# To do
Begin with the line containing "of the shoreline" and end with the last line of the data below; return those lines exactly, and only those.

# Data excerpts
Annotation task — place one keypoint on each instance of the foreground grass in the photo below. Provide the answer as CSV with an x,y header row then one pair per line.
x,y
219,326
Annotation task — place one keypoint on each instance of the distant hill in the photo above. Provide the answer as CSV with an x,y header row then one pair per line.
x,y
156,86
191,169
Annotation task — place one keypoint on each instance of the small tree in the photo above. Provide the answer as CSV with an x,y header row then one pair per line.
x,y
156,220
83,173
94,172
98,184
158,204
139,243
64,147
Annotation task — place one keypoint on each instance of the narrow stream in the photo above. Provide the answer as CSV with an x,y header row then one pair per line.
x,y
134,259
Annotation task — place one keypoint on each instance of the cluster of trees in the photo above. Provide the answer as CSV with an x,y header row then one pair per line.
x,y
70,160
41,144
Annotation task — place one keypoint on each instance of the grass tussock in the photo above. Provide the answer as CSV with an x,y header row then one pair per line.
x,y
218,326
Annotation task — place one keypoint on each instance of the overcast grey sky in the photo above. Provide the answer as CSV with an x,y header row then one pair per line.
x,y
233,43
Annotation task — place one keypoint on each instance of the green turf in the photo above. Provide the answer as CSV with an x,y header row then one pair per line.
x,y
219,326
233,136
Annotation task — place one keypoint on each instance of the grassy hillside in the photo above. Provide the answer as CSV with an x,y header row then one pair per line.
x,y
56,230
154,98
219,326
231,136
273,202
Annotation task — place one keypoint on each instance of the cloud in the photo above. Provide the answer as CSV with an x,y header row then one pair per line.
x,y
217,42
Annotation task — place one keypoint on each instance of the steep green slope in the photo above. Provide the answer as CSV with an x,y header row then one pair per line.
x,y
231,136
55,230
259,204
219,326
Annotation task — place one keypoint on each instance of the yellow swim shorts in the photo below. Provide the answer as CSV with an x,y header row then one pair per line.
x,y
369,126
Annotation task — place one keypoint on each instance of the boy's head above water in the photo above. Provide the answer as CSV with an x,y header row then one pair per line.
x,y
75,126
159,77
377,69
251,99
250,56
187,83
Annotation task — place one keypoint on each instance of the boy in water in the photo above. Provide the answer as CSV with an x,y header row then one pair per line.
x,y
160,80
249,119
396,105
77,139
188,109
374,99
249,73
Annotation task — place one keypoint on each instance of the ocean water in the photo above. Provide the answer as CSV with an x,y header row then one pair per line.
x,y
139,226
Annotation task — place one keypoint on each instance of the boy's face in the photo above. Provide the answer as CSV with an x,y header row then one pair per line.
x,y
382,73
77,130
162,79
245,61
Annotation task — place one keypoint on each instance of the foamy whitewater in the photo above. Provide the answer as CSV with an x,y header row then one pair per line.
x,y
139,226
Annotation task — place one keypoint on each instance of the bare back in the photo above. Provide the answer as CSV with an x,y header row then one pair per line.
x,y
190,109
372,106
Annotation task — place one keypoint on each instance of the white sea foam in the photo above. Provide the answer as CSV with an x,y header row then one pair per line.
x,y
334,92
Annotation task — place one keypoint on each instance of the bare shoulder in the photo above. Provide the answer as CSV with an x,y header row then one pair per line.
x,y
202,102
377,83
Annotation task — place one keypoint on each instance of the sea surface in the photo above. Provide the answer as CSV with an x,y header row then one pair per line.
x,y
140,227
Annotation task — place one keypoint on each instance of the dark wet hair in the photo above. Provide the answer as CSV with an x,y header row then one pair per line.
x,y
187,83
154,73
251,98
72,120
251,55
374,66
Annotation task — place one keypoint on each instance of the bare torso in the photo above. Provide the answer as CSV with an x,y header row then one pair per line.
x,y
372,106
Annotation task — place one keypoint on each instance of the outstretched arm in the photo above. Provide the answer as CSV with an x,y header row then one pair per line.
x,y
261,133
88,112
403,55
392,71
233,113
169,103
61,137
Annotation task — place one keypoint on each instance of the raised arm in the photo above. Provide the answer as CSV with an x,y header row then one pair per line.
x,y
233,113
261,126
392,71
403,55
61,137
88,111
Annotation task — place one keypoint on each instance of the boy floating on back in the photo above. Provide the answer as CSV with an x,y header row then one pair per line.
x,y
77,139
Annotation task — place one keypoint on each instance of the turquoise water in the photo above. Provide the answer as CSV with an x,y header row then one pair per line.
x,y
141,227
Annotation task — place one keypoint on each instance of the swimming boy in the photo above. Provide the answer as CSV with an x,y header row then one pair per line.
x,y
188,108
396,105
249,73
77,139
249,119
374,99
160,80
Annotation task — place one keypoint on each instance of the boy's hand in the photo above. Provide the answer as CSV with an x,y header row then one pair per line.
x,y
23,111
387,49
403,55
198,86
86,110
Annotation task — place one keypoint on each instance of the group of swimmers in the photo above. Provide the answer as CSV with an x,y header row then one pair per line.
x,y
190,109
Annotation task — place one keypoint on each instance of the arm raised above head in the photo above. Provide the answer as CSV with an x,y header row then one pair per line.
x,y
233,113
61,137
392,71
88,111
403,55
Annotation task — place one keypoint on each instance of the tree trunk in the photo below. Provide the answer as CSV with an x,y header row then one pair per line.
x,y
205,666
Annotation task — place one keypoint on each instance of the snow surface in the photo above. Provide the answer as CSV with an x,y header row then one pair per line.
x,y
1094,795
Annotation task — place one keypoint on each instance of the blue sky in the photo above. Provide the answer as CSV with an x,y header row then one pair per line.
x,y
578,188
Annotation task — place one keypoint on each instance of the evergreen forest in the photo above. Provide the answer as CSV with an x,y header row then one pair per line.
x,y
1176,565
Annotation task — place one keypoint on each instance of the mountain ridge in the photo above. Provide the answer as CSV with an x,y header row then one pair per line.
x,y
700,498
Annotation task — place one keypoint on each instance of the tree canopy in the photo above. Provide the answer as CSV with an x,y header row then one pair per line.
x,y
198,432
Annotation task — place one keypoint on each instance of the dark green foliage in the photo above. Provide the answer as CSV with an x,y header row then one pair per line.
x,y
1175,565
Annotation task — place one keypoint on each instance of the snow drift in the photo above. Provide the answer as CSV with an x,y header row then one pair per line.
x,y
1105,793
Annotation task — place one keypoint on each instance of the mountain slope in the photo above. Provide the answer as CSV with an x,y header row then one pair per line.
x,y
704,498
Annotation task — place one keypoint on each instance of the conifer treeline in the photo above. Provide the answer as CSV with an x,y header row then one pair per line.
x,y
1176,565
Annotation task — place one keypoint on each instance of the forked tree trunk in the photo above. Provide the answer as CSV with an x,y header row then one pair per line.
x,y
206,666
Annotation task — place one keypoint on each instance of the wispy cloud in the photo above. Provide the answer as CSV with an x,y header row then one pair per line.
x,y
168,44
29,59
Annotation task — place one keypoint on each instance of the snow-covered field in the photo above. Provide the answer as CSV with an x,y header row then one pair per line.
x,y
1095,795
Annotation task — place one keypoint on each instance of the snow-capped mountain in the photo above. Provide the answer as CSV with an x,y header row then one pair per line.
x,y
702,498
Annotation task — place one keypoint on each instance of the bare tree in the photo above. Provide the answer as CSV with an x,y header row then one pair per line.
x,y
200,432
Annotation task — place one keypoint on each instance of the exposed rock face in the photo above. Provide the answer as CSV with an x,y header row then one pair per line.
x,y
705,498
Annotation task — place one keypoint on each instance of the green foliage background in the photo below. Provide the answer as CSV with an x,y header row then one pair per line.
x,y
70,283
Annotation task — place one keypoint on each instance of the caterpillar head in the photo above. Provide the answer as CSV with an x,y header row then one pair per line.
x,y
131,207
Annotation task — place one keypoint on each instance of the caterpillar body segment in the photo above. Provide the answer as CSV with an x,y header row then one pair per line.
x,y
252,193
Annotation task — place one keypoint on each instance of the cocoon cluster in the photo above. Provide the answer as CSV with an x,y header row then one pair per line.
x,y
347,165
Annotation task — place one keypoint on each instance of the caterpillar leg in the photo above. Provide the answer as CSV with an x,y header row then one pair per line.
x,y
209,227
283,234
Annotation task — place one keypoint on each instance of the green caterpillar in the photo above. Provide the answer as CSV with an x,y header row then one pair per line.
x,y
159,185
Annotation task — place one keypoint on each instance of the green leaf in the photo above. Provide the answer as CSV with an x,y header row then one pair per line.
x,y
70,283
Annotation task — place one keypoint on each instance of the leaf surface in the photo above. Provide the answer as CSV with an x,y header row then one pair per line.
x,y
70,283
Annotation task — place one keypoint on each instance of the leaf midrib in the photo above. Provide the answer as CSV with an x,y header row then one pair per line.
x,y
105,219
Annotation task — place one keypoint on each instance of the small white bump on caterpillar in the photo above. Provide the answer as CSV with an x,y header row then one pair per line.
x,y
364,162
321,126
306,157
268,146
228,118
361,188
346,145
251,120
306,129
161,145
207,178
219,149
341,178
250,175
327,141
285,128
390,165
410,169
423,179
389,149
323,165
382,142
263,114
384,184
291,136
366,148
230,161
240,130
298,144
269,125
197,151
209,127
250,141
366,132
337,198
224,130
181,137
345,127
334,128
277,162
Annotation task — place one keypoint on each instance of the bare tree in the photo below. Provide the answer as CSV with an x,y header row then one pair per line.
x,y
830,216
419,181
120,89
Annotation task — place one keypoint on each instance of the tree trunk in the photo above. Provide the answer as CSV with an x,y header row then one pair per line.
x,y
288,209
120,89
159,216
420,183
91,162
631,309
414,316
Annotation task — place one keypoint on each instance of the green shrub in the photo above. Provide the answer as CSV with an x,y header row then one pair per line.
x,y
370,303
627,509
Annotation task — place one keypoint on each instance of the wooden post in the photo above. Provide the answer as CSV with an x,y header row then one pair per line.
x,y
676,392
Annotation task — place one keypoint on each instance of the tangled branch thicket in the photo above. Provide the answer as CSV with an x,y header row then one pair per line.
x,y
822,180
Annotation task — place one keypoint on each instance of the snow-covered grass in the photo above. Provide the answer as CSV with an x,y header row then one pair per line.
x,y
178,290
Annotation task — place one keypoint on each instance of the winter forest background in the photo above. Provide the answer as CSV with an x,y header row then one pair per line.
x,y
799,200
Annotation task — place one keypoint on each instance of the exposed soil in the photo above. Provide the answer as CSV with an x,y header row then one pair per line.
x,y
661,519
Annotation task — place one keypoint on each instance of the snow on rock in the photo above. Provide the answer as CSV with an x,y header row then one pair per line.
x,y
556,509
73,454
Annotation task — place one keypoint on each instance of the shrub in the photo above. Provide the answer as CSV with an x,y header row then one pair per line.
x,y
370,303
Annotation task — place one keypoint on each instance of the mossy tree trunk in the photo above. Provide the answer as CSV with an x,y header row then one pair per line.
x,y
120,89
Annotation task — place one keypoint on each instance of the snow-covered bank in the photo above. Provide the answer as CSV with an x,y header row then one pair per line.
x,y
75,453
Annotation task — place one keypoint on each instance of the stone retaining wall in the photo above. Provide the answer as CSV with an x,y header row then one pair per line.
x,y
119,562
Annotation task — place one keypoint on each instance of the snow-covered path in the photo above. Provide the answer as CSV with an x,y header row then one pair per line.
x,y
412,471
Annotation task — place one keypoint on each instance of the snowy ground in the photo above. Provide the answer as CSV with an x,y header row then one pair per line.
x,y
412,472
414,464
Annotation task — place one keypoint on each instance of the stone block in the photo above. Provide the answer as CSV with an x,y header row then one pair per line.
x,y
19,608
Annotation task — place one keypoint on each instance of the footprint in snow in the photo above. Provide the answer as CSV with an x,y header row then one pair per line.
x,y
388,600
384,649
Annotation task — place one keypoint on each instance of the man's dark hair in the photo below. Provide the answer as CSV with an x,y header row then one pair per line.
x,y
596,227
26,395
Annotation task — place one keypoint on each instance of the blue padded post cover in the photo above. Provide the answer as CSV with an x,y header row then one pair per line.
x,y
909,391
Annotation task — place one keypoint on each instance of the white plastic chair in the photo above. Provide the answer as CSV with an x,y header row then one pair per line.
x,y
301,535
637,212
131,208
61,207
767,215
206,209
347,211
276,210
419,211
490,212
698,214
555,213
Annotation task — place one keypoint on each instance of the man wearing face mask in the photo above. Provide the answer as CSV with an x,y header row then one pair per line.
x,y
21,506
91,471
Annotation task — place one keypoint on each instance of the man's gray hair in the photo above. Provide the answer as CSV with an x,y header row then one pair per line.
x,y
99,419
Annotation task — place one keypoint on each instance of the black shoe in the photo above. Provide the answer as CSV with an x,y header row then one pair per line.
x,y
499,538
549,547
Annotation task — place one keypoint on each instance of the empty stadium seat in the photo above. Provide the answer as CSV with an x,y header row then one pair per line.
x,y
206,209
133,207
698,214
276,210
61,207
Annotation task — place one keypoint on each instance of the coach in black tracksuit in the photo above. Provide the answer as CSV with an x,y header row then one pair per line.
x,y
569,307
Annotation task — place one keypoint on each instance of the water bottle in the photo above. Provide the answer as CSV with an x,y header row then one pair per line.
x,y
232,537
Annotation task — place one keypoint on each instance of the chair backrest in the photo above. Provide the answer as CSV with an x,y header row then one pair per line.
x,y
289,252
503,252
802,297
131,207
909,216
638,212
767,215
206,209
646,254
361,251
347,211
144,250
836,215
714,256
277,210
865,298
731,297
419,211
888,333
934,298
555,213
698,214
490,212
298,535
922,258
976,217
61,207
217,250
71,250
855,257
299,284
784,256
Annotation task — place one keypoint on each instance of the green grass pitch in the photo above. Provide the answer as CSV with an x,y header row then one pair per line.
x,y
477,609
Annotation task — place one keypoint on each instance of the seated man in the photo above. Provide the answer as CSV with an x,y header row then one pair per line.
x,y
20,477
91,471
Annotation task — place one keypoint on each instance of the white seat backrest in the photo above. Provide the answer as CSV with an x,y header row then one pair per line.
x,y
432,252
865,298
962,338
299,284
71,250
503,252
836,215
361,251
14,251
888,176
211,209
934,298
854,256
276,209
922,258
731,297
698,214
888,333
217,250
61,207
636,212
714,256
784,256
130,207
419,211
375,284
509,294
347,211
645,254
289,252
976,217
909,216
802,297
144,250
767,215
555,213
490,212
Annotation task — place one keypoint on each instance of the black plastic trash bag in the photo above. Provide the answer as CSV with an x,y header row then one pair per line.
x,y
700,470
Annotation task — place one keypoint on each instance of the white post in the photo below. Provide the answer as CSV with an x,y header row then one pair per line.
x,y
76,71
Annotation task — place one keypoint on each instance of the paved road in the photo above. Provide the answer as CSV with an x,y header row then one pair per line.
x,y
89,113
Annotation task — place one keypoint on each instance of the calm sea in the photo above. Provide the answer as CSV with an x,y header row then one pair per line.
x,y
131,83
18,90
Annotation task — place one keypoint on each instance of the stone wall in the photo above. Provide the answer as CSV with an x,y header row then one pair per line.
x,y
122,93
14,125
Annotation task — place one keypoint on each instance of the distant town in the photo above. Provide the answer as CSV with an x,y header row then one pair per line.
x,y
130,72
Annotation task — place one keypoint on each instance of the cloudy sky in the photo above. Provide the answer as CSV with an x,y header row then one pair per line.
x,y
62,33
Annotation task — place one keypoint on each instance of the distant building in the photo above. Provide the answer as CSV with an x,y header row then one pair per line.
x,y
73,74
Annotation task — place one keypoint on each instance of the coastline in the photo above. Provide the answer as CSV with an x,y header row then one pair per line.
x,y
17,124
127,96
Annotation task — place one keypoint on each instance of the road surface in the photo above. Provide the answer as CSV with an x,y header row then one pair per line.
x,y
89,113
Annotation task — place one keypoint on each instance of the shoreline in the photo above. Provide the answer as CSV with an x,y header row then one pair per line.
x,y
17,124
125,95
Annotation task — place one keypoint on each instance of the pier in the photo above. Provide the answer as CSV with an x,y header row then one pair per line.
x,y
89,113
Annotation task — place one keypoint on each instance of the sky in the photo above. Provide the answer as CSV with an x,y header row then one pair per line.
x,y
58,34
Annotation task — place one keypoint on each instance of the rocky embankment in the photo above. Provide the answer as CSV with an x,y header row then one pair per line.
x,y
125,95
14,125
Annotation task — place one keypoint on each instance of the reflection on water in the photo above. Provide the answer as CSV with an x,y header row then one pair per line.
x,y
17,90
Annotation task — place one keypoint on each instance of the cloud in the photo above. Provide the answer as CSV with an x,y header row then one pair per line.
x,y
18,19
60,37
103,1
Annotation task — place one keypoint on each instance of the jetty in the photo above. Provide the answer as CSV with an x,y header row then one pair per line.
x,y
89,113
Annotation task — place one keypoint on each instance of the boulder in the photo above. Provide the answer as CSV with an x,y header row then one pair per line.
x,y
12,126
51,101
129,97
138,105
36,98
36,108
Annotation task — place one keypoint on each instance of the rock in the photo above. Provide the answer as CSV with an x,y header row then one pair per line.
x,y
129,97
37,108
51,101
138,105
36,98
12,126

# Answer section
Annotation task — place one keypoint on each instance of the shoreline in the photo above. Provide the answer as CSV with an x,y header row then one pair per line.
x,y
17,124
125,95
Annotation task — place one keypoint on each instance of the pier in the photo above. Provide the answer as CSV with an x,y header row then one pair per line.
x,y
89,113
Annotation task — place one keypoint on each instance of the sky in the photo above. Provide the answer as CSV with an x,y header row then one pair per line.
x,y
58,34
Annotation task — place one keypoint on each instance of the rocky embankment in the photo above. Provide the answer as CSV with an x,y header row then one pair per line.
x,y
125,95
14,125
Annotation task — place one keypoint on each instance of the reflection on water in the photo above. Provide the answer as CSV with an x,y header row then one pair per line.
x,y
17,90
Annotation task — place one keypoint on each instance of the cloud in the photo above. Provide the answer as CSV with an x,y header row then one pair per line.
x,y
18,19
60,37
103,1
Annotation task — place one keypoint on each instance of the jetty in the photo above. Provide the answer as CSV with an x,y header row then one pair per line.
x,y
89,113
Annotation task — place one keypoint on each instance of the boulder in the photo above. Provide the answer as CSV with an x,y header row then one pair per line.
x,y
12,126
51,101
129,97
138,105
36,98
36,108
Annotation task — place one keypoint on each instance of the rock in the photo above. Provide the answer as CSV with an x,y header row then one pair per line.
x,y
129,97
37,108
51,101
138,105
36,98
12,126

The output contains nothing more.